* DIRECTION A: Reproduce the passage in the discretionary compensation excerpt starting with "For awards of" and going on through "by the Committee.", keeping every word and mark unchanged.
* DIRECTION B: From the listing, pull out each line that contains the string "Give" and copy those lines unchanged. Matching is case-sensitive.

* EXCERPT TO READ:

╭──

EX-10.B 3 a10kexhibit10b06302017q4.htm KIMBALL INTERNATIONAL, INC. EXHIBIT 10.B Exhibit
Exhibit 10(b)
DISCRETIONARY COMPENSATION |
Because special situations occur where individual achievement may not be adequately recognized under incentive plans, the Compensation and Governance Committee (the “Committee”), grants authority to the Chief Executive Officer to distribute additional discretionary stock compensation up to an aggregate maximum amount to eligible participants for each particular fiscal year.
For fiscal year 2018, the maximum number of shares approved by the Committee was 125,000 shares of Common Stock. The stock compensation which will be awarded under the Company's Amended and Restated 2003 Stock Option and Incentive Plan or its replacement, may be in the form of stock compensation awards, grants of shares pursuant to the Company's Enhanced Severance Plan, and/or outright grants of shares of Common Stock. Discretionary stock compensation is awarded based upon individual effort and is paid in amounts and at such times as the Chief Executive Officer determines, in his sole discretion. No employee has a guaranteed right to discretionary compensation.
For awards of stock compensation, eligible participants include any employee of the Company (other than a Section 16 officer), any employee of companies acquired by the Company, or as part of an employment offer to potential employees of the Company. Any discretionary cash or stock awards to Named Executive Officers must be approved by the Committee.

╰──

* DATA ENTRIES:
╭──

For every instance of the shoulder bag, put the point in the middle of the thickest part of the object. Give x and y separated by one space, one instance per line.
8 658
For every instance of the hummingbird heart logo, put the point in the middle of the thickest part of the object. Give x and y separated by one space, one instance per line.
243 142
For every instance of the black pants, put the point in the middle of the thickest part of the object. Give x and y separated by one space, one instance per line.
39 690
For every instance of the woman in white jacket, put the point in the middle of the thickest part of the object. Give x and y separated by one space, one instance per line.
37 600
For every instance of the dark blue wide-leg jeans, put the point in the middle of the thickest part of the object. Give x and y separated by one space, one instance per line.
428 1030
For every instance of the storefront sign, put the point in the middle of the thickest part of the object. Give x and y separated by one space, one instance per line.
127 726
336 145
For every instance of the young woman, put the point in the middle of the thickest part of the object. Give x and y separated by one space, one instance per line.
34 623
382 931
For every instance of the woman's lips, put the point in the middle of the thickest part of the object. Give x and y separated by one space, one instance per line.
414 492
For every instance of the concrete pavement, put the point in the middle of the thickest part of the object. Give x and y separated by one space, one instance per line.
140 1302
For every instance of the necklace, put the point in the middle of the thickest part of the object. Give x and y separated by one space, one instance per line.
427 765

╰──

* EXPECTED OUTPUT A:
For awards of stock compensation, eligible participants include any employee of the Company (other than a Section 16 officer), any employee of companies acquired by the Company, or as part of an employment offer to potential employees of the Company. Any discretionary cash or stock awards to Named Executive Officers must be approved by the Committee.

* EXPECTED OUTPUT B:
For every instance of the shoulder bag, put the point in the middle of the thickest part of the object. Give x and y separated by one space, one instance per line.
For every instance of the hummingbird heart logo, put the point in the middle of the thickest part of the object. Give x and y separated by one space, one instance per line.
For every instance of the black pants, put the point in the middle of the thickest part of the object. Give x and y separated by one space, one instance per line.
For every instance of the woman in white jacket, put the point in the middle of the thickest part of the object. Give x and y separated by one space, one instance per line.
For every instance of the dark blue wide-leg jeans, put the point in the middle of the thickest part of the object. Give x and y separated by one space, one instance per line.
For every instance of the storefront sign, put the point in the middle of the thickest part of the object. Give x and y separated by one space, one instance per line.
For every instance of the young woman, put the point in the middle of the thickest part of the object. Give x and y separated by one space, one instance per line.
For every instance of the woman's lips, put the point in the middle of the thickest part of the object. Give x and y separated by one space, one instance per line.
For every instance of the concrete pavement, put the point in the middle of the thickest part of the object. Give x and y separated by one space, one instance per line.
For every instance of the necklace, put the point in the middle of the thickest part of the object. Give x and y separated by one space, one instance per line.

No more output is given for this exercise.